▸ To do: Output the lines of the records below as a JSON list of strings, one string per line and leaving out blank lines, beginning at the line that contains "Target: denim jacket" and continuing through the end of the records.

────

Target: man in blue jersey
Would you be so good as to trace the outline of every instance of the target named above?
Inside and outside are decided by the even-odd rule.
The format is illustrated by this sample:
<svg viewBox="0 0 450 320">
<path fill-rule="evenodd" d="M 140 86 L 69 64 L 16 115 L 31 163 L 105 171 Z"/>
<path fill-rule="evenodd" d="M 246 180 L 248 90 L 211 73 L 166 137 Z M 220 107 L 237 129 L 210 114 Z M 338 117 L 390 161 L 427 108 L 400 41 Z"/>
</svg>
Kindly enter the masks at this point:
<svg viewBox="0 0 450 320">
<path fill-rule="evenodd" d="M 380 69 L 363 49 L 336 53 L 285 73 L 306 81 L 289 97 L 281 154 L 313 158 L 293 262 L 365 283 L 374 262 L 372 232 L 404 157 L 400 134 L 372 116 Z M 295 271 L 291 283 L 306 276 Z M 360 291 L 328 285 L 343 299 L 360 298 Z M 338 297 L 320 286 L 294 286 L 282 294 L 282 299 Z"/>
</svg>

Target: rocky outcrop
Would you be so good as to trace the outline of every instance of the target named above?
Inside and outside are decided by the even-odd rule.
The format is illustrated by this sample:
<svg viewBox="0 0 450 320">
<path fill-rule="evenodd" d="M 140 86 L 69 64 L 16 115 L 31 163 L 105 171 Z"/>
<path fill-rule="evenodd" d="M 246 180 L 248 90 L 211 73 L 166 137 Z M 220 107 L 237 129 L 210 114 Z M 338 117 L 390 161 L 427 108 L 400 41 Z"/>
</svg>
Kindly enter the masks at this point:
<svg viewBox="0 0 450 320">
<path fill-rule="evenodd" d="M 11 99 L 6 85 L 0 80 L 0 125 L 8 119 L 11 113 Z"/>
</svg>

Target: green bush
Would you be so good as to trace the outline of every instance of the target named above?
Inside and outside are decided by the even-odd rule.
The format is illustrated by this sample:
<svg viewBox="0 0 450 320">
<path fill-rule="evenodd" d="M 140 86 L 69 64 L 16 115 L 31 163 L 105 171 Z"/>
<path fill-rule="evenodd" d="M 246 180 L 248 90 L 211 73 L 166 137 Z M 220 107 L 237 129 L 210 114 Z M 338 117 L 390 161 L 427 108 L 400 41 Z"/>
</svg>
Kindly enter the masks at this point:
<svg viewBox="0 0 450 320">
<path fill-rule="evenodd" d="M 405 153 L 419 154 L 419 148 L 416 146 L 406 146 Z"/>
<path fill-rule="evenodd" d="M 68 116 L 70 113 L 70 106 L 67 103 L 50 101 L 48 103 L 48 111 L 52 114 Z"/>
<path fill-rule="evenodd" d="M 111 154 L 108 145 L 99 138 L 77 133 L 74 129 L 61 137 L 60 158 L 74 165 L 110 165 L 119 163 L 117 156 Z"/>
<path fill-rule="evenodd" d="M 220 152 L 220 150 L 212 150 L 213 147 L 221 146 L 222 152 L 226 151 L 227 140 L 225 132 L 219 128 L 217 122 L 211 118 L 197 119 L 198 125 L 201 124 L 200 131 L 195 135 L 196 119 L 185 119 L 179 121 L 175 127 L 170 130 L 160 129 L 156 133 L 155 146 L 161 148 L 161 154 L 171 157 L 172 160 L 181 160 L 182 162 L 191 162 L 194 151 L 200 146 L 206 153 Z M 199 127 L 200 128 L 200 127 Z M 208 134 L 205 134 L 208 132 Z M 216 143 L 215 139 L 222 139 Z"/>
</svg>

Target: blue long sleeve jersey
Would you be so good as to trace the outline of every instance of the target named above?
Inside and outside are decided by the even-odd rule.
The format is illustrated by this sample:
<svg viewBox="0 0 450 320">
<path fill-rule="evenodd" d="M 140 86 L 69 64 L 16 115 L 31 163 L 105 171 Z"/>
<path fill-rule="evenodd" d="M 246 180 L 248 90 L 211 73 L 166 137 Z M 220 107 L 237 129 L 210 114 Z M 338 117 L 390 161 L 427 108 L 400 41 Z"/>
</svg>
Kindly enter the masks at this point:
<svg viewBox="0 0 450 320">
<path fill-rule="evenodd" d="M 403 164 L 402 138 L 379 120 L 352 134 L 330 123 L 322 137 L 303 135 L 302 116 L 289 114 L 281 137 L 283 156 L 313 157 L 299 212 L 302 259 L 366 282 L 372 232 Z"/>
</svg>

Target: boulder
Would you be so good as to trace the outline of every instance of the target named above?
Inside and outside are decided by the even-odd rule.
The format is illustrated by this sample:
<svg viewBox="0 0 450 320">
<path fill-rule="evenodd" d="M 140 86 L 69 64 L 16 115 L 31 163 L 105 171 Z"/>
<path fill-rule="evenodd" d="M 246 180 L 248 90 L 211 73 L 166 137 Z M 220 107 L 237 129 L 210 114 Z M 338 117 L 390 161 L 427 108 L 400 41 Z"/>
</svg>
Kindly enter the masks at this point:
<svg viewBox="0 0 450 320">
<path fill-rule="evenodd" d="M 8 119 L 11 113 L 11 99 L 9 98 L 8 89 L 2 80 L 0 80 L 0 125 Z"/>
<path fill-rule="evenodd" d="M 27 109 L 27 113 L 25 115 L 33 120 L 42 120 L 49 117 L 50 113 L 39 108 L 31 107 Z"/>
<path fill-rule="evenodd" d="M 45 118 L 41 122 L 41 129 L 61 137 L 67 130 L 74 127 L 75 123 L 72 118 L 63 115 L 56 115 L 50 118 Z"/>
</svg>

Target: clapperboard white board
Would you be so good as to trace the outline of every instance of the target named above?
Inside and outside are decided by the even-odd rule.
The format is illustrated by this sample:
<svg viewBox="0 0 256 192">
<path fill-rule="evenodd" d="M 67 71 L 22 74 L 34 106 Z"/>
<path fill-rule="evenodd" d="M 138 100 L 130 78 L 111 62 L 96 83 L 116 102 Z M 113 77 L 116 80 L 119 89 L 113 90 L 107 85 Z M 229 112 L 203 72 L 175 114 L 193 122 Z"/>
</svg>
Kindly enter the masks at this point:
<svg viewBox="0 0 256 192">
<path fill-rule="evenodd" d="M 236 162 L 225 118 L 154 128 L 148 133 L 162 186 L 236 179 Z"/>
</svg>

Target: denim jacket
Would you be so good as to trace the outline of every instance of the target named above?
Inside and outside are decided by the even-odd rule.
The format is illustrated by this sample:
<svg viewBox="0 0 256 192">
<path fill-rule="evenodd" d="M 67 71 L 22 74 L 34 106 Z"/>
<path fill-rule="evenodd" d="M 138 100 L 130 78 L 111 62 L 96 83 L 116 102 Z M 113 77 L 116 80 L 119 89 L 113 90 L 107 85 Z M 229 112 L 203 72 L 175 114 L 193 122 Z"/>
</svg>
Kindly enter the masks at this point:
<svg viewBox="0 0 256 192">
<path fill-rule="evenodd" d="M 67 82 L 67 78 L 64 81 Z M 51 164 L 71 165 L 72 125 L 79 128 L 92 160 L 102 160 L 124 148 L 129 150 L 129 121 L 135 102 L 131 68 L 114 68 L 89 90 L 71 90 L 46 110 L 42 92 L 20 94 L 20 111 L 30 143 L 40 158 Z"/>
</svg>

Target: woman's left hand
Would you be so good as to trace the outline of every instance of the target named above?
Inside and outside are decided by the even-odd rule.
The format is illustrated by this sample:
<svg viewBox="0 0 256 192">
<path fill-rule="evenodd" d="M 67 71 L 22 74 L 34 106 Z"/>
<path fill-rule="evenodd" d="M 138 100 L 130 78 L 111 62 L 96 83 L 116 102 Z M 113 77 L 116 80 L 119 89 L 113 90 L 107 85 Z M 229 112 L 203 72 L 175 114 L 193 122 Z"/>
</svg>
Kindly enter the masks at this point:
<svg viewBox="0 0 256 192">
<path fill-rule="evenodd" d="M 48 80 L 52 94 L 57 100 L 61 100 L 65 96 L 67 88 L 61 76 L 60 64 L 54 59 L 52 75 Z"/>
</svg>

────

▸ Correct response:
[
  "Target: denim jacket",
  "Would you be so good as to trace the outline of every instance of the target named above?",
  "Inside and outside are decided by the even-odd rule.",
  "The format is illustrated by this sample:",
  "<svg viewBox=\"0 0 256 192\">",
  "<path fill-rule=\"evenodd\" d=\"M 67 71 L 22 74 L 34 106 Z\"/>",
  "<path fill-rule=\"evenodd\" d=\"M 138 100 L 130 78 L 111 62 L 96 83 L 116 102 Z M 113 77 L 116 80 L 119 89 L 113 90 L 107 85 Z M 229 112 L 203 72 L 175 114 L 193 122 Z\"/>",
  "</svg>",
  "Kindly enter the masks at this point:",
  "<svg viewBox=\"0 0 256 192\">",
  "<path fill-rule=\"evenodd\" d=\"M 67 82 L 67 78 L 64 81 Z M 51 164 L 71 165 L 72 125 L 79 128 L 92 160 L 102 160 L 124 148 L 129 150 L 129 121 L 135 102 L 131 68 L 114 68 L 89 90 L 71 90 L 46 110 L 42 92 L 20 94 L 20 111 L 30 143 L 40 158 Z\"/>",
  "</svg>",
  "Target: woman's left hand",
  "Would you be so good as to trace the outline of every instance of the target named above?",
  "Inside and outside are decided by the even-odd rule.",
  "The format is illustrated by this sample:",
  "<svg viewBox=\"0 0 256 192\">",
  "<path fill-rule=\"evenodd\" d=\"M 67 71 L 22 74 L 34 106 Z\"/>",
  "<path fill-rule=\"evenodd\" d=\"M 138 100 L 130 78 L 111 62 L 96 83 L 116 102 Z M 113 77 L 116 80 L 119 89 L 113 90 L 107 85 Z M 229 112 L 203 72 L 175 114 L 193 122 Z\"/>",
  "</svg>",
  "Kindly enter the masks at this point:",
  "<svg viewBox=\"0 0 256 192\">",
  "<path fill-rule=\"evenodd\" d=\"M 48 80 L 52 94 L 57 100 L 61 100 L 65 96 L 67 88 L 61 76 L 60 64 L 54 59 L 52 75 Z\"/>",
  "</svg>"
]